* _INPUT MATERIAL_
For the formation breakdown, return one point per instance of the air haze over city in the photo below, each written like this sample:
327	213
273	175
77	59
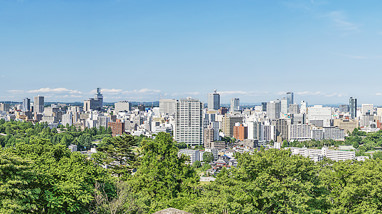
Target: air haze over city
323	51
187	107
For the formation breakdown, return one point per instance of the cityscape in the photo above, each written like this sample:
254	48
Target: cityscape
190	107
270	125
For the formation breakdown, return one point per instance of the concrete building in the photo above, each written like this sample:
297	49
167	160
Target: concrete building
318	154
39	104
284	106
208	137
213	101
300	132
26	105
347	125
317	134
193	154
353	107
4	107
255	131
334	133
240	132
290	98
367	109
269	133
235	105
294	109
167	106
122	106
229	122
189	122
274	109
344	108
95	103
282	128
304	107
320	113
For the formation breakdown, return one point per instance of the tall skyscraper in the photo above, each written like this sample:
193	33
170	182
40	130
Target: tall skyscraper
274	109
353	107
38	104
284	106
189	122
213	101
26	105
290	99
95	103
304	107
235	105
99	97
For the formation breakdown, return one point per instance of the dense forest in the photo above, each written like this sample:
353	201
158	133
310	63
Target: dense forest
38	174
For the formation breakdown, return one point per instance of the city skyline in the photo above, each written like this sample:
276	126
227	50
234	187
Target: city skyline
146	50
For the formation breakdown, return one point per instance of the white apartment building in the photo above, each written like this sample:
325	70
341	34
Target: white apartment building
189	122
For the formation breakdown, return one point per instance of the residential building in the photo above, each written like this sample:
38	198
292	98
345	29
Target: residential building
95	103
26	105
167	106
39	104
235	105
189	122
353	107
229	122
240	132
213	101
274	109
122	106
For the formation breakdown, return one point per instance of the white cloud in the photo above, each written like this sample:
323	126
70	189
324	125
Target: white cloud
340	21
54	90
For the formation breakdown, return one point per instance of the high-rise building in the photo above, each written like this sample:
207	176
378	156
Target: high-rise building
290	98
255	131
367	109
240	132
167	106
344	108
264	106
294	109
229	122
122	106
303	108
235	105
38	104
284	106
213	101
274	109
353	107
189	122
95	103
26	105
4	106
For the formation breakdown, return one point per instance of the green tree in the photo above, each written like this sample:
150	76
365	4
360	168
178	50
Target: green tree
120	156
208	157
163	179
19	190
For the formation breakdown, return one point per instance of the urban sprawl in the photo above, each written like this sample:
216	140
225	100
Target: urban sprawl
222	131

* _EXERCISE GOAL_
Copy each line of the records above without change, but do not include any picture.

* _EXERCISE ANSWER_
For the formation breakdown, return one point per instance of the air haze over city in the photo below, each written like this sample:
327	213
273	175
77	59
Target: air haze over city
323	51
187	107
For the formation breakdown, return one point per instance of the cityscape in the photo above, each written like this sample:
254	48
Target: cityscape
190	107
270	125
For the formation breakdown, return one point per instance of the concrete building in the photo above, each written like this sample:
297	49
167	160
Target: concrete building
318	154
39	104
284	106
208	137
213	101
300	132
26	105
347	125
317	134
193	154
353	107
4	107
255	131
334	133
240	132
290	98
367	109
269	133
235	105
294	109
167	106
122	106
229	122
189	122
274	109
344	108
95	103
282	128
304	107
320	113
For the formation breakdown, return one point per instance of the tall skyscraper in the photo above, each written like this sample:
193	33
170	182
40	130
Target: tall skyscraper
274	109
353	107
38	104
284	106
189	122
213	101
26	105
290	99
95	103
304	107
235	105
99	97
For the formation breakdown, return one point per instance of the dense forest in the photo above, each written like this sample:
353	201
158	133
310	63
Target: dense forest
38	174
For the formation breakdown, return one point per instance of the city skyline in the photo above, each written like this sample:
276	126
227	50
234	187
Target: city skyline
146	50
For the formation breakdown, return one point per instance of the white apartment building in the photo above, each written like this sample:
325	70
341	34
Target: white apartment building
189	122
For the formation breakdown, return one point per instance of the residential building in the photo above, each written like this sample:
38	198
292	98
345	29
Target: residential building
95	103
26	105
167	106
39	104
235	105
189	122
353	107
229	122
240	132
213	101
274	109
122	106
For the formation breakdown, return one point per instance of the white cloud in the photo above, each written like this sample:
323	126
70	189
324	125
Target: white cloud
340	21
54	90
For the formation breakdown, return one point per instance of the high-rise building in the photo above, each written like this sample:
207	176
378	156
Target: high-rise building
290	98
255	131
367	109
240	132
167	106
344	108
264	106
294	109
229	122
122	106
303	108
235	105
38	104
284	106
213	101
274	109
353	107
189	122
95	103
26	105
4	106
For the formation breakdown, return one point per instance of the green tree in the photo above, each written like this sample:
150	76
365	4
360	168
178	50
Target: green tree
120	156
208	157
163	179
19	190
For the formation breakdown, return one point per instance of the urban sprawl in the photo above, each written like this sample:
216	140
225	100
Target: urban sprawl
222	131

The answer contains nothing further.